Wandle die folgenden Einträge in eine CSV-Tabelle mit den beiden Spalten „eingabe“ und „ausgabe“ um, und zwar mit einer Zeile pro Eintrag für den Text und die zugehörige Antwort, jeweils in einem Feld in Anführungszeichen und mit Leerzeichen statt Zeilenumbrüchen. Die Bilder lässt du dabei weg.

(Auszüge aus Daten zu markierten Bildbereichen)
• • • •
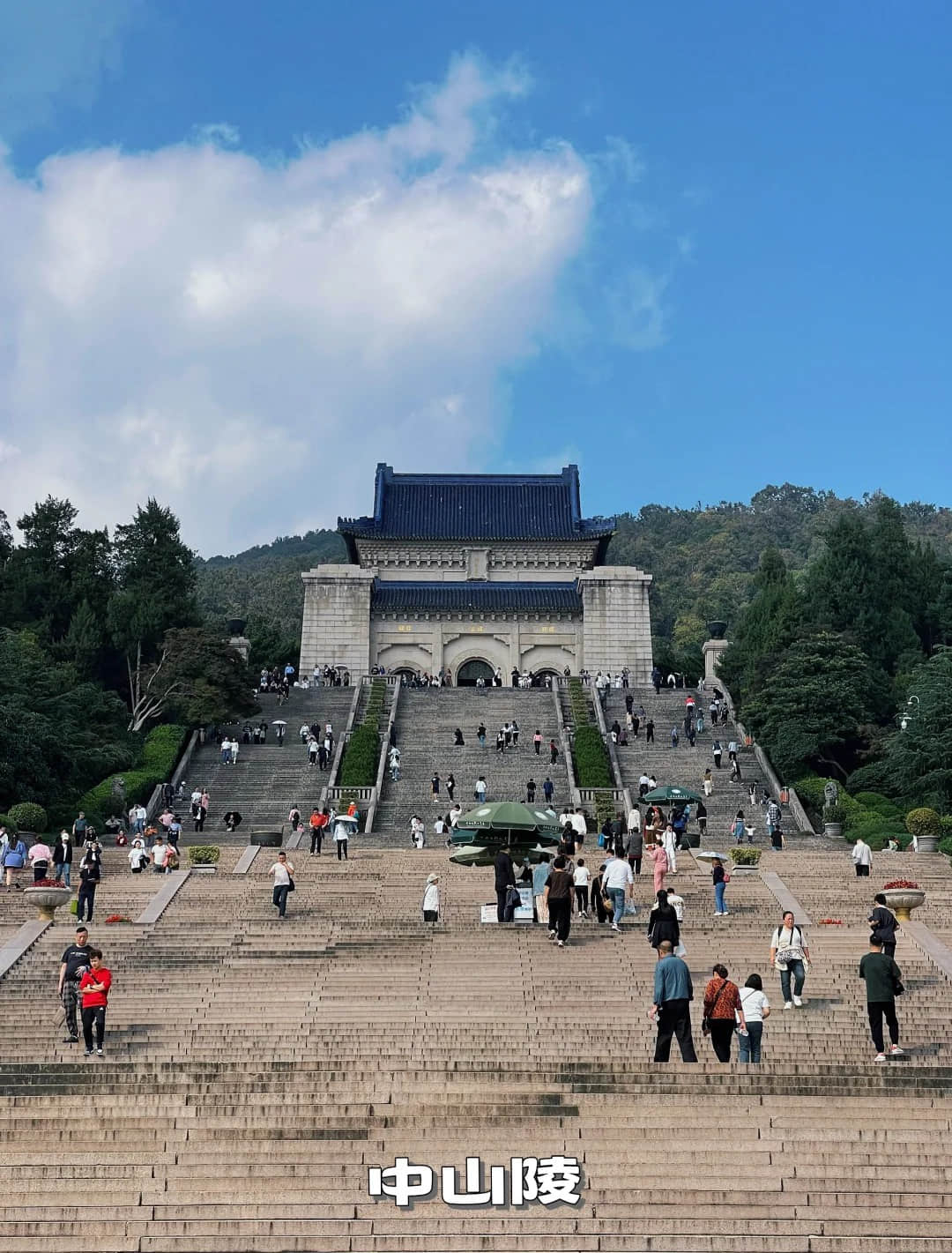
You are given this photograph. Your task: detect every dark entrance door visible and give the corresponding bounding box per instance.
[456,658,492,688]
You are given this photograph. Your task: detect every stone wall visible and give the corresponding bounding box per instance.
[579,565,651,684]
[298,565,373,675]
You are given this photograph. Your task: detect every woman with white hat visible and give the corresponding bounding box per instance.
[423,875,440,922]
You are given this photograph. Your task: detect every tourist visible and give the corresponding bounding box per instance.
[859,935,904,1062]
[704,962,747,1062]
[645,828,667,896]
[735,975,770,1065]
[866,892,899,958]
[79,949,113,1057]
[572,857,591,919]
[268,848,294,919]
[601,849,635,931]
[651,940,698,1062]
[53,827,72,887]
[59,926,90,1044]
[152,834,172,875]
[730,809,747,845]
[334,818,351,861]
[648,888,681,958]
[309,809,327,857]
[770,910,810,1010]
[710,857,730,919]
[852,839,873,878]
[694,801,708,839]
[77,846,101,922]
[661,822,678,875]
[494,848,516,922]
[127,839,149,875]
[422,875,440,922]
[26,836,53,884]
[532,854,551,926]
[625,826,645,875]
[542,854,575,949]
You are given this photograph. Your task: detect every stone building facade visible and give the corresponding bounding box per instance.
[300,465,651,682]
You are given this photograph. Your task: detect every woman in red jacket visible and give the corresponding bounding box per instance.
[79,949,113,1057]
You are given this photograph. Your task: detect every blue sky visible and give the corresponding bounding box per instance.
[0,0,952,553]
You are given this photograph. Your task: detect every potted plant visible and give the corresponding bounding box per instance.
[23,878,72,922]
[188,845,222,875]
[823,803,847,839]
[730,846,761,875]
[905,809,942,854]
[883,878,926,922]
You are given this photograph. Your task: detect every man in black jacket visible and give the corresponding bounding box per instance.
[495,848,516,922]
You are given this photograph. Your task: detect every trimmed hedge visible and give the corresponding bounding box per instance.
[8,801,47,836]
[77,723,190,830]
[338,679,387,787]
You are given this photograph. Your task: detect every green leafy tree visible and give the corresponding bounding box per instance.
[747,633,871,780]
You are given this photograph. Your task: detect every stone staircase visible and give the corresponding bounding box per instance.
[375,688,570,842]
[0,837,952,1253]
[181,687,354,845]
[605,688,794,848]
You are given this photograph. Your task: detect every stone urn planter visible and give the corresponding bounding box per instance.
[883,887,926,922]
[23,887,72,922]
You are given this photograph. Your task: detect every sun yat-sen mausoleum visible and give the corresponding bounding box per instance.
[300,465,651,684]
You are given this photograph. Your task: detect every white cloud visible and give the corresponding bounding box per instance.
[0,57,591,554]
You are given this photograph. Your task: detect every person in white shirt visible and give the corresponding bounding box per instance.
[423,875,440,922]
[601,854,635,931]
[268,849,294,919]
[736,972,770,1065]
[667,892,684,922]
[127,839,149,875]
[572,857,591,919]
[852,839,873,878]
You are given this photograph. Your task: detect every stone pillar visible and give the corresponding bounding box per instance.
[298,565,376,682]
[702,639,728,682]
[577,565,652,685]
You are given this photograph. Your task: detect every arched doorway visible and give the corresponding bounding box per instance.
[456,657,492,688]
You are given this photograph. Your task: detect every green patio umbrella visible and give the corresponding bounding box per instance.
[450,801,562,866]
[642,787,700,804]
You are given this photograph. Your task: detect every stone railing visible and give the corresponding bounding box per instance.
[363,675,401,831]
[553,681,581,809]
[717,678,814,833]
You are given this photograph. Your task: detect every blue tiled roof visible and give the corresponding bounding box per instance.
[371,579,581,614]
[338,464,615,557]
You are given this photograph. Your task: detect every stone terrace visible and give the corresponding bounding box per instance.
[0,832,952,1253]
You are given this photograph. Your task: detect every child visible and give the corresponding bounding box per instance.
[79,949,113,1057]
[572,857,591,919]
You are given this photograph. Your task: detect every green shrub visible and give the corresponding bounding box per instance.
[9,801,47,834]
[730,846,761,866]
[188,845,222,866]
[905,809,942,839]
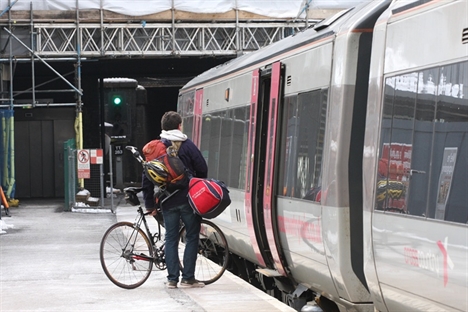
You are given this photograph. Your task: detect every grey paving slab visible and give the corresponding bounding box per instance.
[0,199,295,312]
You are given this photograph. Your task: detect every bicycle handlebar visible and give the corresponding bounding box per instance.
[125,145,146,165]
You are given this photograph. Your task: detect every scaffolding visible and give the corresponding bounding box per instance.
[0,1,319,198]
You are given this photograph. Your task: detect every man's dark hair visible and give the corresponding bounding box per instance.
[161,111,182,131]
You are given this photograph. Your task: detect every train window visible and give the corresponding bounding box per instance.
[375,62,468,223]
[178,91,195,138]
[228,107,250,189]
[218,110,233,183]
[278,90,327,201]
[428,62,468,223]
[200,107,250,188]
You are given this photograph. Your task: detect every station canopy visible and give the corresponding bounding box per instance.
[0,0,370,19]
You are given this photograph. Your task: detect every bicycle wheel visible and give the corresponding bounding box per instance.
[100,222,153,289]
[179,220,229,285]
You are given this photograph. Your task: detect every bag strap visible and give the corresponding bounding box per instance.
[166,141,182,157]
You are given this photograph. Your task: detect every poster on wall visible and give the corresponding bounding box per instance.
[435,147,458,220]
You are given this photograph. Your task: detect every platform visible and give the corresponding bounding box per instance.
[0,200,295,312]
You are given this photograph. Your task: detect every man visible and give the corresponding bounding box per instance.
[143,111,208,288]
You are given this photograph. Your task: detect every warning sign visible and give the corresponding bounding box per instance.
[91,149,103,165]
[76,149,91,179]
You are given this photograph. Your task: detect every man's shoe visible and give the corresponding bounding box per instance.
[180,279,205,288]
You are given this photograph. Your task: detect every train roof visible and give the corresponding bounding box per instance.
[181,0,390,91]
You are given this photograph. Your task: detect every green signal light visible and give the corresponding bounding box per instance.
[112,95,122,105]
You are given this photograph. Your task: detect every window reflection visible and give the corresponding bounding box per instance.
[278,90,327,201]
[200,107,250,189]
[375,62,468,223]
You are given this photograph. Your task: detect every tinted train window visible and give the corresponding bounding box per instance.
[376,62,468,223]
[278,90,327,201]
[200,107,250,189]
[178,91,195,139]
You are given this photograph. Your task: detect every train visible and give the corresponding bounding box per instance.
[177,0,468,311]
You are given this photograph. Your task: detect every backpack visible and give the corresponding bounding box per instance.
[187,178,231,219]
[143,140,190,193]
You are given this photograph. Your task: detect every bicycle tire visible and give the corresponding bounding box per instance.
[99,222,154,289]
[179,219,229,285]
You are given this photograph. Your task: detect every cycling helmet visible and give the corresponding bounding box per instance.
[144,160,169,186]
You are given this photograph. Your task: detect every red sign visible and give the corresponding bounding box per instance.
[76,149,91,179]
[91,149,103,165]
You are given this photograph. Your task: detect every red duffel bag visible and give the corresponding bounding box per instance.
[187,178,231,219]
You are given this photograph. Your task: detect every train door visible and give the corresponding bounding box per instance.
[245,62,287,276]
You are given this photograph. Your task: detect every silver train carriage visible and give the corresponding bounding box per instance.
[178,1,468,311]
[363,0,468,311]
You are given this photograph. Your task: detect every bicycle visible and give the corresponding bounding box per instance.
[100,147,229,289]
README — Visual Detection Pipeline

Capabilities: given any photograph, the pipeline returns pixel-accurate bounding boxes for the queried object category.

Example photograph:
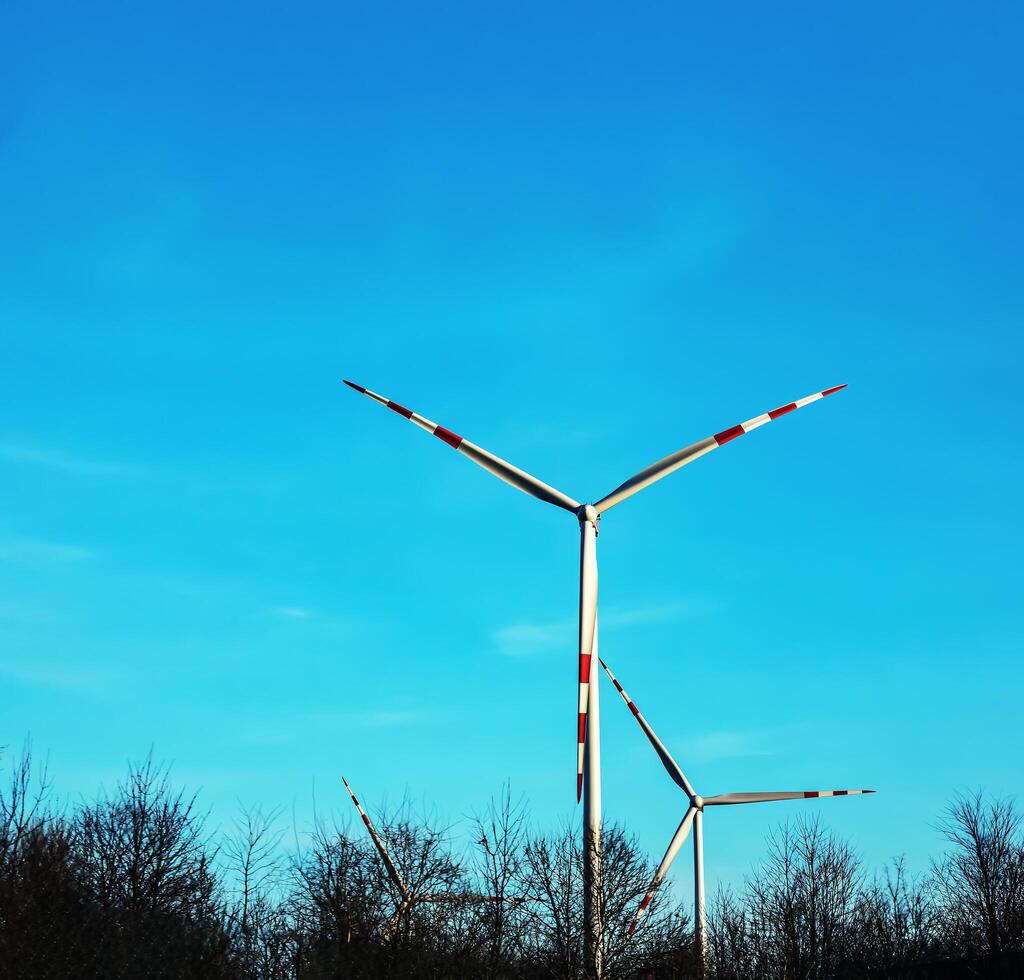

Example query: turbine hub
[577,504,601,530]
• • • •
Lösung:
eingabe,ausgabe
"You are given this photograph. Your task: detect every dark entrance door visible and give the corresponding bounding box per instance.","[456,658,492,688]"
"You are given this photograph. Your task: detect every stone wall visible and give the corresponding bounding box per instance.","[579,565,651,684] [298,565,373,675]"
"You are given this photograph. Your task: detect every woman with white hat visible and give the corresponding bounding box per instance.","[423,875,440,922]"
"You are given this photograph. Your task: detect every tourist visible and give the corresponding bounding box per instance.","[859,935,904,1062] [704,962,747,1062] [645,828,667,896] [735,975,770,1065] [866,892,899,958] [79,949,113,1057] [572,857,591,919] [268,848,294,919] [601,849,635,931] [651,940,698,1062] [53,827,72,887] [59,926,90,1044] [152,834,172,875] [730,809,747,845] [334,818,351,861] [648,888,681,958] [309,809,327,857] [770,910,810,1010] [710,857,730,919] [852,839,873,878] [694,801,708,839] [77,846,101,922] [661,822,678,875] [494,848,516,922] [127,839,149,875] [422,875,440,922] [26,836,53,884] [532,854,551,926] [625,826,645,875] [542,854,575,949]"
"You are given this photograph. Your task: detect every stone building facade visible and give the corresponding bounding box per instance.","[300,465,651,682]"
"You are given this photograph. Your task: detect every woman in red jacket visible and give the corresponding bounding box per instance.","[79,949,113,1057]"
"You are given this photograph. Your task: detect every blue sky visible and give the corresponding bounding box per instance.","[0,0,952,553]"
"You are given this photograph. Your task: detect every potted plant visible and give the corresponding bounding box per instance.","[23,878,72,922] [188,845,222,875] [823,803,847,839] [730,846,761,875] [905,809,942,854] [883,878,926,922]"
"You are given this photograph. Your task: detect every man in black jacket visible and give the corresponding bounding box per instance.","[495,848,516,922]"
"You are given this photograph. Your task: detect every trimmed hedge visible and give the corresponding bounding box per instance.","[8,801,47,836] [77,723,190,830] [338,679,387,787]"
"You are given this photograph. Your task: detect every green leafy tree visible and give the corresponding bounding box per instance.","[747,633,871,780]"
"You are given this photograph. Your task: detect every stone staircase visible and give the corresponding bounding box per instance.","[375,688,570,842] [0,837,952,1253] [181,687,354,845] [605,688,794,848]"
"You are given this photograph. Your task: detect every stone urn planter visible and give the corresponding bounding box per instance.","[883,887,926,922] [23,887,72,922]"
"You are given this photograph. Your task: detect every sun yat-sen mausoleum visible and give the corresponding bounding box per instance.","[300,465,651,684]"
"You are given this photograph. Your task: detect every white cloud visible and give the corresponding bounding box per instance.","[0,57,591,554]"
"You are given this photograph. Your task: detect every person in white shirt visible and give the corresponding bounding box per instance.","[423,875,440,922] [601,854,635,931] [268,849,294,919] [736,972,770,1065] [667,892,684,922] [127,839,149,875] [572,857,591,919] [852,839,873,878]"
"You are given this photograph. Your task: detect every stone pillar visible and give the corresponding bounding box per instance.","[298,565,376,682] [702,639,728,682] [577,565,652,685]"
"You are given this photograph. Your task: detect every arched doorway visible and give the corresponding bounding box per instance.","[456,657,492,688]"
"You are given this photograph. Your task: detect every green patio umbrella visible and give the corresponding bounding box per instance.","[450,801,562,866] [642,787,700,804]"
"You are given this photograph. Your task: detect every stone railing visible and give the corresponding bounding box per instance.","[363,675,401,831] [553,681,581,809] [717,678,814,833]"
"You are given this photograph. Your task: detect every blue tiled roof visible and give the corresponding bounding box per instance.","[371,579,581,614] [338,464,615,557]"
"You are given this photograph. Your task: detect every stone terrace visible and give the corresponding bounding box per instance.","[0,832,952,1253]"
"You are given this photograph. Your task: detect every child visible and give the corresponding bounding box per instance.","[79,949,113,1057] [572,857,591,919]"
"You are given this photograph. Your task: detect every green shrub visible and give the corresponding bounding box per instance.","[9,801,47,834] [730,846,761,866] [188,845,222,866] [905,809,942,839]"
"You are given this photograph. Your task: detect every grey paving slab visible and give the corresponding bounding box per instance.","[0,199,295,312]"
"You are given this photograph. Your task: detect every bicycle handlebar visible and give the corresponding bounding box per instance.","[125,145,146,165]"
"You are given this photograph. Your task: detect every scaffolding visible and give the corresponding bounding box per instance.","[0,1,319,198]"
"You are given this photograph. Your task: detect every man's dark hair visible and give the corresponding bounding box per instance.","[161,111,182,131]"
"You are given this photograph. Your task: detect every train window visible and give the corresponding bounding box per instance.","[375,62,468,223] [178,91,195,138] [228,107,250,189] [218,110,233,183] [278,90,327,201] [428,62,468,223] [200,107,250,188]"
"You are given this photograph. Your task: detect every station canopy visible and give the corresponding bounding box per instance.","[0,0,370,19]"
"You are given this photograph. Your task: detect every bicycle wheel visible and give the corresponding bounding box per instance.","[100,222,153,289] [179,220,229,285]"
"You are given this photograph. Your task: detect every bag strap visible and give the corresponding bounding box per instance.","[166,141,182,157]"
"You are given this photograph. Your task: detect every poster on wall visible and give the corresponding bounding box per instance.","[435,147,458,220]"
"You are given this photograph. Your task: detect every platform visible and give the corresponding bounding box per instance.","[0,200,295,312]"
"You are given this photograph. Your task: detect every man visible and give the corresponding bounding box per instance.","[143,111,208,288]"
"You are given this photograph. Your task: detect every warning sign visible and give the corresponding bounding box per instance.","[91,149,103,165] [76,149,91,179]"
"You are given this photograph. Your task: detect every man's shoe visible and give the corresponding bounding box per instance.","[180,279,205,288]"
"You are given this photograph. Your task: detect every train roof visible and give the corresponding bounding box per instance.","[181,0,390,91]"
"You are given this photograph. Your task: detect every green signal light visible and give the corresponding bounding box per instance.","[112,95,122,105]"
"You are given this photograph. Your task: detect every window reflection visible and give the corresponding bounding box per instance.","[278,90,327,201] [200,107,250,189] [375,62,468,223]"
"You are given this photograph. Your task: detect every tinted train window visible and give the corresponding bounding box per instance.","[376,62,468,223] [278,90,327,201] [200,107,250,189] [178,91,195,139]"
"You are given this photograph. Your task: detect every train visible and give the corresponding bounding box per instance.","[177,0,468,311]"
"You are given this photograph. Your task: detect every backpack visible and give the corresponding bounding box per instance.","[187,178,231,219] [143,140,190,193]"
"You are given this photograph. Your task: detect every bicycle tire visible and give the corresponding bounding box per instance.","[99,222,154,289] [179,219,229,285]"
"You are given this photograph. Your task: detect every cycling helmet visible and give the corresponding bounding box per instance.","[144,160,169,186]"
"You are given this photograph. Your task: detect every red sign visible and give the corresponding bounding box per instance.","[76,149,91,179] [91,149,103,165]"
"You are given this photograph. Your task: detect every red duffel bag visible and give the corresponding bounding box per instance.","[187,178,231,219]"
"You are given this photograph. Your task: detect every train door visible and give the corresponding bounding box per instance.","[245,62,287,276]"
"You are given this photograph. Your task: detect every silver train carriage visible and give the corresponding bounding box per instance.","[178,1,468,311] [363,0,468,311]"
"You are given this photograph. Your task: detect every bicycle visible and give the corresponding bounding box per instance.","[100,147,229,289]"
"README — Visual Detection Pipeline Capabilities: given any photograph, the pipeline returns pixel-accurate bounding boxes for the queried object category. Example photograph: Example query: turbine hub","[577,504,601,530]"